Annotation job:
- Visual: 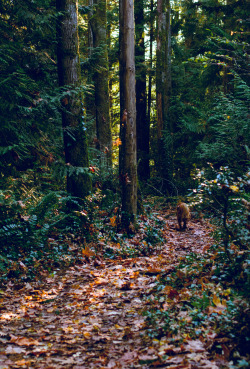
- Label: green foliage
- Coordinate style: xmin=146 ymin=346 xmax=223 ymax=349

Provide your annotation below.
xmin=168 ymin=0 xmax=249 ymax=193
xmin=0 ymin=189 xmax=98 ymax=284
xmin=143 ymin=215 xmax=165 ymax=246
xmin=197 ymin=76 xmax=249 ymax=173
xmin=191 ymin=164 xmax=250 ymax=252
xmin=0 ymin=0 xmax=64 ymax=183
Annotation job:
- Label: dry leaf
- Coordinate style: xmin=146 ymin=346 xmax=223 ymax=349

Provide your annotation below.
xmin=185 ymin=339 xmax=205 ymax=353
xmin=5 ymin=346 xmax=26 ymax=354
xmin=10 ymin=336 xmax=40 ymax=346
xmin=82 ymin=246 xmax=95 ymax=257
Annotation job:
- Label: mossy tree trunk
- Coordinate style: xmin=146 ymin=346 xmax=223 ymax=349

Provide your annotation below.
xmin=119 ymin=0 xmax=137 ymax=228
xmin=88 ymin=0 xmax=112 ymax=167
xmin=56 ymin=0 xmax=91 ymax=198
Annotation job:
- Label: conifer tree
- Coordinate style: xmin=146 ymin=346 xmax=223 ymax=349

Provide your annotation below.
xmin=56 ymin=0 xmax=91 ymax=198
xmin=119 ymin=0 xmax=137 ymax=228
xmin=88 ymin=0 xmax=112 ymax=167
xmin=156 ymin=0 xmax=172 ymax=190
xmin=135 ymin=0 xmax=149 ymax=181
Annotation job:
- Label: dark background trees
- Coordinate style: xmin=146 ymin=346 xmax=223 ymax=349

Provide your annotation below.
xmin=0 ymin=0 xmax=60 ymax=181
xmin=0 ymin=0 xmax=249 ymax=226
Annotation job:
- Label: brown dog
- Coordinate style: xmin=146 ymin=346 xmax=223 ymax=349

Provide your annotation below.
xmin=177 ymin=202 xmax=190 ymax=230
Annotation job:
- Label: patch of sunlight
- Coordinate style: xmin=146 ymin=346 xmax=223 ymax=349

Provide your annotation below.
xmin=0 ymin=312 xmax=19 ymax=321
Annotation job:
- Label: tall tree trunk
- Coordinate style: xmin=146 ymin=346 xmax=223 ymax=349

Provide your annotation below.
xmin=164 ymin=0 xmax=171 ymax=124
xmin=56 ymin=0 xmax=91 ymax=198
xmin=119 ymin=0 xmax=137 ymax=228
xmin=89 ymin=0 xmax=112 ymax=167
xmin=107 ymin=11 xmax=114 ymax=131
xmin=147 ymin=0 xmax=154 ymax=140
xmin=156 ymin=0 xmax=165 ymax=171
xmin=164 ymin=0 xmax=173 ymax=183
xmin=135 ymin=0 xmax=149 ymax=181
xmin=156 ymin=0 xmax=172 ymax=190
xmin=86 ymin=0 xmax=96 ymax=150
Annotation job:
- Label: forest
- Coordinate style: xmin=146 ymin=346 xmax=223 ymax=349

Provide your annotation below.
xmin=0 ymin=0 xmax=249 ymax=368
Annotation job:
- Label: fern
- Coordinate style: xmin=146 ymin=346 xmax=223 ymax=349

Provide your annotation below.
xmin=196 ymin=75 xmax=250 ymax=173
xmin=30 ymin=192 xmax=59 ymax=222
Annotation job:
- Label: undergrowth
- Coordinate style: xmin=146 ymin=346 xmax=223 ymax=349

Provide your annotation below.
xmin=0 ymin=184 xmax=166 ymax=286
xmin=0 ymin=188 xmax=98 ymax=286
xmin=142 ymin=247 xmax=249 ymax=368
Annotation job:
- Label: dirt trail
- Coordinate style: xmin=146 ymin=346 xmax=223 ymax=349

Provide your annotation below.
xmin=0 ymin=215 xmax=217 ymax=368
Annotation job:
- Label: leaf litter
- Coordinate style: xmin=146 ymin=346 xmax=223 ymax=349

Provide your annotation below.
xmin=0 ymin=207 xmax=246 ymax=368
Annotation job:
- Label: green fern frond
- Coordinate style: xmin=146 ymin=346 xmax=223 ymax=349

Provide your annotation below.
xmin=30 ymin=192 xmax=58 ymax=222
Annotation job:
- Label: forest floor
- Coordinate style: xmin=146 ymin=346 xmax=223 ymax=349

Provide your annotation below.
xmin=0 ymin=206 xmax=247 ymax=369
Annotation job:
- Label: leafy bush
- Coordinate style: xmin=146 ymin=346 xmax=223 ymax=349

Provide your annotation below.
xmin=0 ymin=189 xmax=98 ymax=284
xmin=191 ymin=164 xmax=249 ymax=253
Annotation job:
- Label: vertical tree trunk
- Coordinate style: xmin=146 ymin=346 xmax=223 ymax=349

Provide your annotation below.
xmin=164 ymin=0 xmax=173 ymax=183
xmin=86 ymin=0 xmax=96 ymax=148
xmin=156 ymin=0 xmax=165 ymax=170
xmin=56 ymin=0 xmax=91 ymax=198
xmin=156 ymin=0 xmax=172 ymax=190
xmin=89 ymin=0 xmax=112 ymax=167
xmin=119 ymin=0 xmax=137 ymax=228
xmin=147 ymin=0 xmax=154 ymax=140
xmin=107 ymin=8 xmax=114 ymax=131
xmin=135 ymin=0 xmax=149 ymax=181
xmin=164 ymin=0 xmax=171 ymax=123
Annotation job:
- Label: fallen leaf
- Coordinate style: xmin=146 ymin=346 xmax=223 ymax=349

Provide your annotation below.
xmin=5 ymin=346 xmax=26 ymax=354
xmin=10 ymin=336 xmax=40 ymax=346
xmin=82 ymin=246 xmax=95 ymax=257
xmin=185 ymin=339 xmax=205 ymax=353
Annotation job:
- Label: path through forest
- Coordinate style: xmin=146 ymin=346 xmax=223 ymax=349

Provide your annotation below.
xmin=0 ymin=211 xmax=225 ymax=369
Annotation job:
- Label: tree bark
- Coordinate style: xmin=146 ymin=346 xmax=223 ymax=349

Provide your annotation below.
xmin=156 ymin=0 xmax=172 ymax=190
xmin=135 ymin=0 xmax=149 ymax=181
xmin=119 ymin=0 xmax=137 ymax=227
xmin=147 ymin=0 xmax=154 ymax=147
xmin=56 ymin=0 xmax=91 ymax=198
xmin=89 ymin=0 xmax=112 ymax=166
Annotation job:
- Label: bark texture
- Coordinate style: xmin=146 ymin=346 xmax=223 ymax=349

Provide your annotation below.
xmin=147 ymin=0 xmax=154 ymax=147
xmin=135 ymin=0 xmax=149 ymax=181
xmin=89 ymin=0 xmax=112 ymax=166
xmin=57 ymin=0 xmax=91 ymax=198
xmin=119 ymin=0 xmax=137 ymax=226
xmin=156 ymin=0 xmax=172 ymax=189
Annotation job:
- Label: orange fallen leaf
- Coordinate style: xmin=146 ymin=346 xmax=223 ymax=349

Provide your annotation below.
xmin=10 ymin=336 xmax=40 ymax=346
xmin=82 ymin=246 xmax=95 ymax=257
xmin=15 ymin=359 xmax=32 ymax=367
xmin=162 ymin=285 xmax=179 ymax=299
xmin=95 ymin=277 xmax=109 ymax=285
xmin=211 ymin=294 xmax=227 ymax=313
xmin=110 ymin=215 xmax=117 ymax=227
xmin=83 ymin=331 xmax=91 ymax=339
xmin=213 ymin=294 xmax=221 ymax=307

> **TASK ITEM**:
Skip every picture, and give the rest of the material above again exactly.

> **REPLY**:
Annotation job:
- Visual: 
- Label: green foliage
- Coordinate style: xmin=146 ymin=346 xmax=223 ymax=349

Provide your annotation below.
xmin=168 ymin=0 xmax=249 ymax=193
xmin=0 ymin=189 xmax=98 ymax=284
xmin=143 ymin=215 xmax=165 ymax=246
xmin=197 ymin=76 xmax=249 ymax=173
xmin=191 ymin=164 xmax=250 ymax=252
xmin=0 ymin=0 xmax=64 ymax=183
Annotation job:
- Label: dry leaf
- Coordinate style: xmin=146 ymin=346 xmax=223 ymax=349

Provide your annotation below.
xmin=185 ymin=339 xmax=205 ymax=353
xmin=5 ymin=346 xmax=26 ymax=354
xmin=10 ymin=336 xmax=40 ymax=346
xmin=82 ymin=246 xmax=95 ymax=257
Annotation job:
- Label: mossy tree trunk
- Coordinate style: xmin=146 ymin=346 xmax=223 ymax=349

Provide your annotation below.
xmin=119 ymin=0 xmax=137 ymax=228
xmin=88 ymin=0 xmax=112 ymax=167
xmin=56 ymin=0 xmax=91 ymax=198
Annotation job:
- Label: conifer tree
- Coordinate style: xmin=146 ymin=346 xmax=223 ymax=349

Provide your annotation below.
xmin=56 ymin=0 xmax=91 ymax=198
xmin=119 ymin=0 xmax=137 ymax=228
xmin=88 ymin=0 xmax=112 ymax=167
xmin=156 ymin=0 xmax=172 ymax=190
xmin=135 ymin=0 xmax=149 ymax=181
Annotation job:
- Label: dark background trees
- Coordinate style: xmin=146 ymin=346 xmax=223 ymax=349

Provide your annotation below.
xmin=0 ymin=0 xmax=60 ymax=181
xmin=0 ymin=0 xmax=249 ymax=226
Annotation job:
- Label: brown dog
- Coordinate style: xmin=146 ymin=346 xmax=223 ymax=349

Provide your annotation below.
xmin=177 ymin=202 xmax=190 ymax=230
Annotation job:
- Label: patch of sunlight
- Coordinate style: xmin=146 ymin=346 xmax=223 ymax=349

Provide your annotation below.
xmin=0 ymin=312 xmax=19 ymax=321
Annotation job:
- Label: tall tree trunk
- Coordinate style: xmin=146 ymin=346 xmax=223 ymax=349

Provide your annotation below.
xmin=164 ymin=0 xmax=171 ymax=124
xmin=56 ymin=0 xmax=91 ymax=198
xmin=119 ymin=0 xmax=137 ymax=228
xmin=89 ymin=0 xmax=112 ymax=167
xmin=107 ymin=11 xmax=114 ymax=131
xmin=147 ymin=0 xmax=154 ymax=140
xmin=156 ymin=0 xmax=165 ymax=171
xmin=164 ymin=0 xmax=173 ymax=183
xmin=135 ymin=0 xmax=149 ymax=181
xmin=156 ymin=0 xmax=172 ymax=190
xmin=86 ymin=0 xmax=96 ymax=150
Annotation job:
- Label: forest
- Coordinate style: xmin=146 ymin=346 xmax=223 ymax=349

Provide your annotation below.
xmin=0 ymin=0 xmax=249 ymax=368
Annotation job:
- Label: fern
- Coordinate style: xmin=146 ymin=346 xmax=223 ymax=349

Provide your annotation below.
xmin=196 ymin=75 xmax=250 ymax=173
xmin=30 ymin=192 xmax=59 ymax=222
Annotation job:
- Label: undergrowth
- Coordinate style: xmin=146 ymin=346 xmax=223 ymax=349

Provide your annotation below.
xmin=0 ymin=184 xmax=166 ymax=286
xmin=0 ymin=188 xmax=98 ymax=286
xmin=142 ymin=247 xmax=249 ymax=368
Annotation job:
- Label: dirt trail
- Coordinate style: xmin=146 ymin=346 xmax=223 ymax=349

Provide your annotation below.
xmin=0 ymin=215 xmax=217 ymax=368
Annotation job:
- Label: leaf litter
- Coordinate style: xmin=146 ymin=346 xmax=223 ymax=349

Provide your annotation below.
xmin=0 ymin=207 xmax=246 ymax=368
Annotation job:
- Label: green fern frond
- Coordinate style: xmin=146 ymin=346 xmax=223 ymax=349

Provide your annotation below.
xmin=30 ymin=192 xmax=58 ymax=222
Annotation job:
- Label: forest floor
- Coordinate style: xmin=146 ymin=346 xmax=223 ymax=349

Provide your annotation below.
xmin=0 ymin=206 xmax=247 ymax=369
Annotation job:
- Label: leafy bush
- Coordinate style: xmin=146 ymin=346 xmax=223 ymax=349

Provide your annotation below.
xmin=0 ymin=189 xmax=98 ymax=284
xmin=191 ymin=164 xmax=249 ymax=253
Annotation job:
- Label: vertical tree trunk
- Coordinate style: xmin=146 ymin=346 xmax=223 ymax=349

Provide your annotation below.
xmin=164 ymin=0 xmax=173 ymax=183
xmin=86 ymin=0 xmax=96 ymax=148
xmin=156 ymin=0 xmax=165 ymax=170
xmin=56 ymin=0 xmax=91 ymax=198
xmin=156 ymin=0 xmax=172 ymax=190
xmin=89 ymin=0 xmax=112 ymax=167
xmin=119 ymin=0 xmax=137 ymax=228
xmin=147 ymin=0 xmax=154 ymax=140
xmin=107 ymin=8 xmax=114 ymax=131
xmin=135 ymin=0 xmax=149 ymax=181
xmin=164 ymin=0 xmax=171 ymax=123
Annotation job:
- Label: fallen leaf
- Coordinate style: xmin=146 ymin=346 xmax=223 ymax=349

Provide your annotation below.
xmin=5 ymin=346 xmax=26 ymax=354
xmin=10 ymin=336 xmax=40 ymax=346
xmin=82 ymin=246 xmax=95 ymax=257
xmin=185 ymin=339 xmax=205 ymax=353
Annotation job:
- Label: path through forest
- Coordinate style: xmin=146 ymin=346 xmax=223 ymax=349

Provide your annotation below.
xmin=0 ymin=211 xmax=225 ymax=369
Annotation job:
- Label: tree bark
- Coordinate style: xmin=146 ymin=346 xmax=223 ymax=349

Provide your annotation below.
xmin=156 ymin=0 xmax=172 ymax=190
xmin=135 ymin=0 xmax=149 ymax=181
xmin=119 ymin=0 xmax=137 ymax=227
xmin=147 ymin=0 xmax=154 ymax=147
xmin=56 ymin=0 xmax=91 ymax=198
xmin=89 ymin=0 xmax=112 ymax=166
Annotation job:
- Label: bark texture
- Coordinate style: xmin=146 ymin=346 xmax=223 ymax=349

Provide your annotation below.
xmin=147 ymin=0 xmax=154 ymax=147
xmin=135 ymin=0 xmax=149 ymax=181
xmin=89 ymin=0 xmax=112 ymax=166
xmin=57 ymin=0 xmax=91 ymax=198
xmin=119 ymin=0 xmax=137 ymax=226
xmin=156 ymin=0 xmax=172 ymax=189
Annotation job:
- Label: orange fallen leaf
- Coordinate style: xmin=146 ymin=346 xmax=223 ymax=349

Provide your annotation below.
xmin=10 ymin=336 xmax=40 ymax=346
xmin=82 ymin=246 xmax=95 ymax=257
xmin=15 ymin=359 xmax=32 ymax=367
xmin=162 ymin=285 xmax=179 ymax=299
xmin=95 ymin=277 xmax=109 ymax=285
xmin=211 ymin=294 xmax=227 ymax=313
xmin=110 ymin=215 xmax=117 ymax=227
xmin=83 ymin=331 xmax=91 ymax=339
xmin=213 ymin=294 xmax=221 ymax=307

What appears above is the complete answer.